**Records for the exercise:**
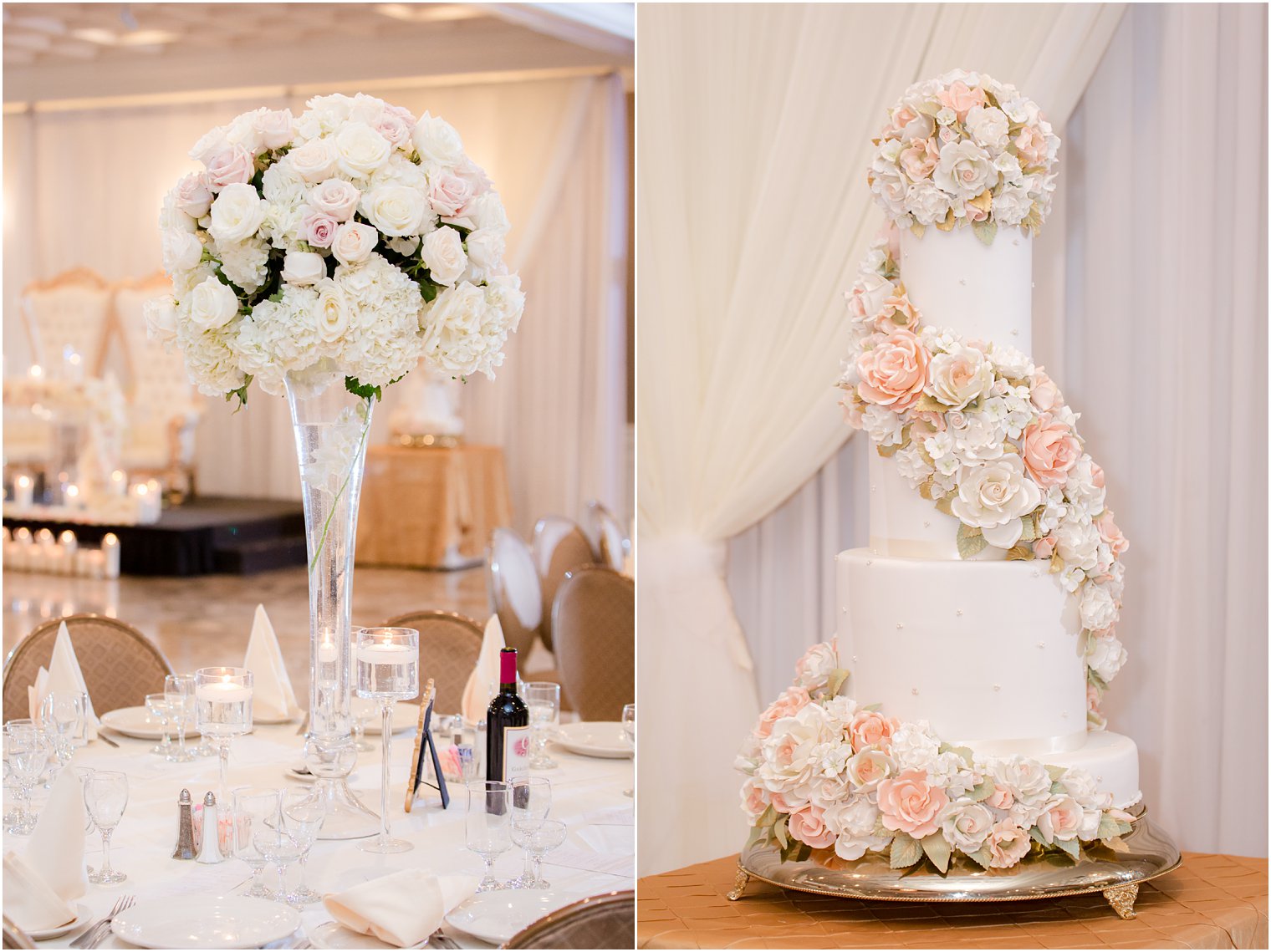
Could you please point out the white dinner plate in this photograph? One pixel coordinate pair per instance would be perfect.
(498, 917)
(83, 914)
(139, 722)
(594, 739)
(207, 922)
---
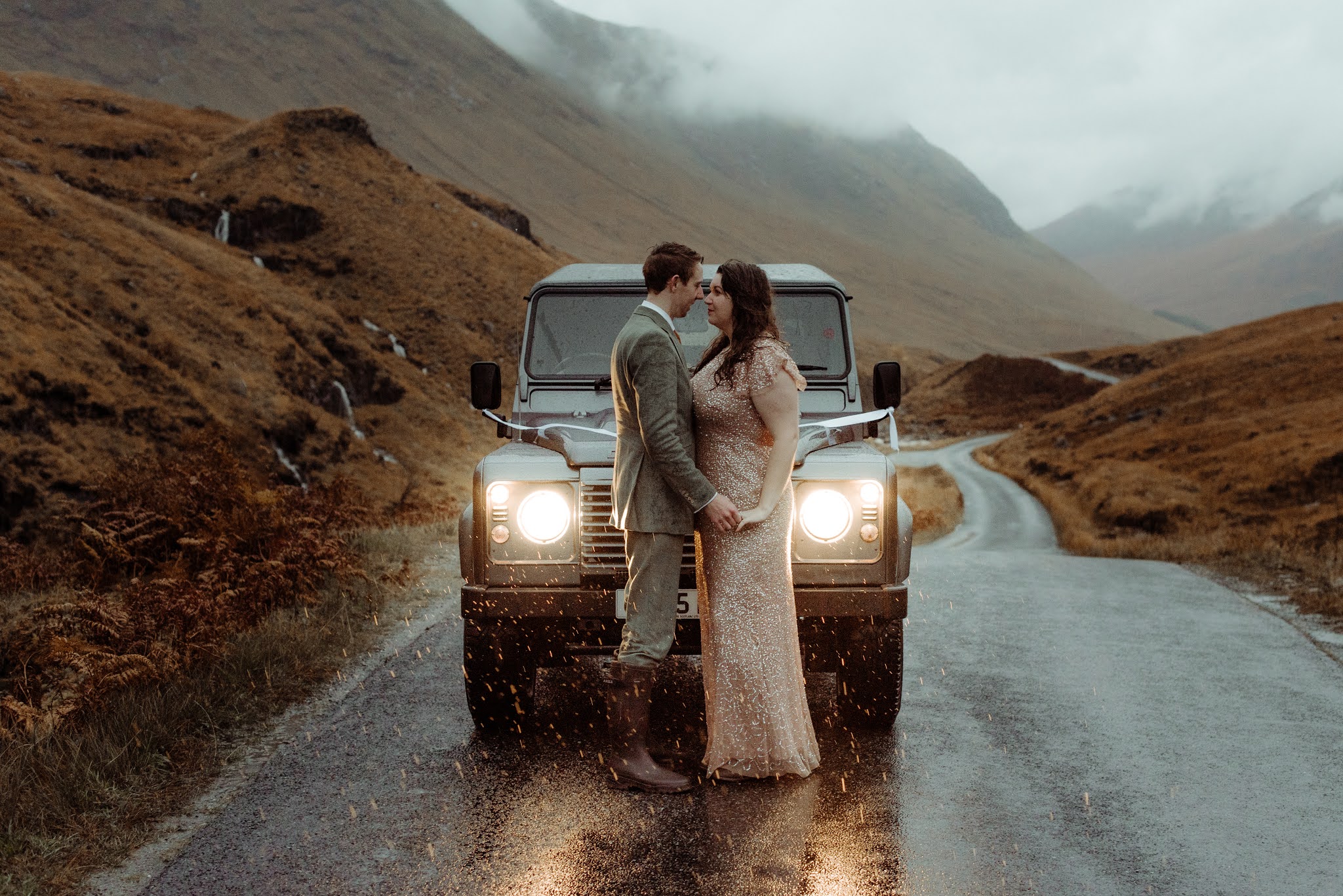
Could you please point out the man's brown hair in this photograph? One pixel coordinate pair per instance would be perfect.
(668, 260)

**What needs to be done:** Count the lines in the entries above that contain the string "coordinate", and reply with the number alone.

**Result of this exercise:** 2